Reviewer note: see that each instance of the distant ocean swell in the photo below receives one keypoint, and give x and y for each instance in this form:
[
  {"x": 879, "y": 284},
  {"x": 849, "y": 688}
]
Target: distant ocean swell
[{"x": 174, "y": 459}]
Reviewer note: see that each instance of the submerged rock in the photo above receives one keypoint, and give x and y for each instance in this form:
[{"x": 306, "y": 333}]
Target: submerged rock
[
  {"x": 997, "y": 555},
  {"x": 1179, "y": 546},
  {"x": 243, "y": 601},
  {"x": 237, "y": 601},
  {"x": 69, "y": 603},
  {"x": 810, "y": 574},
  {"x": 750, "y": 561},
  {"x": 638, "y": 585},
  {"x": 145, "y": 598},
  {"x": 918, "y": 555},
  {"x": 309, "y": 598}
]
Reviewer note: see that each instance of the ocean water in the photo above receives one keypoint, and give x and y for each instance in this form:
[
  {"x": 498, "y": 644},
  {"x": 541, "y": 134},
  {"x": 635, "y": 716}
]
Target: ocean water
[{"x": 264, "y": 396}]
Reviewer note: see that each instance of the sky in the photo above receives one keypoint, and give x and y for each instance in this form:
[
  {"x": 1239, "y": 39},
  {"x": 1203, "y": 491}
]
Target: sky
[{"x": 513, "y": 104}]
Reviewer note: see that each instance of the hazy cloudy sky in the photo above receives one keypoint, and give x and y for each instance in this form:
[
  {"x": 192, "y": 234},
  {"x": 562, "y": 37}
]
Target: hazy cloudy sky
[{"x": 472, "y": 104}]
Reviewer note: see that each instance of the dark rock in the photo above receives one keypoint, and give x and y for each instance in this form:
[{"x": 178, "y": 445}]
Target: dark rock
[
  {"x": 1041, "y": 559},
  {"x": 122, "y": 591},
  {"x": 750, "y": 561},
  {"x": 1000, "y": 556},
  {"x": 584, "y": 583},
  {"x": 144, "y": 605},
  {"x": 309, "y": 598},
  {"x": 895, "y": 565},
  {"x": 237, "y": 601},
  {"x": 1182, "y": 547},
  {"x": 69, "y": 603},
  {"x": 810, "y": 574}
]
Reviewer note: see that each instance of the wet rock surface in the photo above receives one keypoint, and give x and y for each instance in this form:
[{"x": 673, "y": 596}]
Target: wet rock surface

(Request)
Reproduce the full listing above, character for character.

(Solution for this task)
Reviewer note: see that each instance of the distant ocean swell in the photo below receives one keypoint, and give x and y for each instance in this form:
[
  {"x": 879, "y": 284},
  {"x": 849, "y": 688}
]
Target: distant ocean swell
[{"x": 174, "y": 459}]
Reviewer note: see that each instance of the submerged rock in the photo above receives one keypoint, and give x and y for each instance in this form:
[{"x": 306, "y": 333}]
Target: submerged rock
[
  {"x": 997, "y": 555},
  {"x": 1179, "y": 546},
  {"x": 243, "y": 601},
  {"x": 237, "y": 601},
  {"x": 69, "y": 603},
  {"x": 810, "y": 574},
  {"x": 750, "y": 561},
  {"x": 638, "y": 585},
  {"x": 145, "y": 598},
  {"x": 918, "y": 555},
  {"x": 309, "y": 598}
]
Reviewer note: see that each instance of the ocean water in the photo above receives one keypoint, and give x and y for each instance in this form:
[
  {"x": 498, "y": 644},
  {"x": 541, "y": 134},
  {"x": 635, "y": 716}
]
Target: ocean water
[{"x": 264, "y": 396}]
Reviewer note: see that each instance of the sky in the photo above receives one keypoint, and give x and y for each instance in this form:
[
  {"x": 1239, "y": 39},
  {"x": 1203, "y": 491}
]
Target: sky
[{"x": 513, "y": 104}]
Reviewer note: see that each instance of the hazy cloudy sky in the photo above receives one keypoint, and give x and y for each instance in this form:
[
  {"x": 192, "y": 234},
  {"x": 562, "y": 37}
]
Target: hazy cloudy sky
[{"x": 472, "y": 104}]
Reviewer note: see that each instance of the dark rock in the photo above receives one keypoint, and give x and y for each instance in this form:
[{"x": 178, "y": 445}]
Target: dark rock
[
  {"x": 1041, "y": 559},
  {"x": 122, "y": 591},
  {"x": 750, "y": 561},
  {"x": 1000, "y": 556},
  {"x": 584, "y": 583},
  {"x": 144, "y": 605},
  {"x": 309, "y": 598},
  {"x": 895, "y": 565},
  {"x": 237, "y": 601},
  {"x": 1182, "y": 547},
  {"x": 69, "y": 603},
  {"x": 810, "y": 574}
]
Reviewer note: see that each instance of the wet rock surface in the photo above receives one keypoint, and give x and y for each instance in this form:
[{"x": 673, "y": 596}]
Target: wet rock surface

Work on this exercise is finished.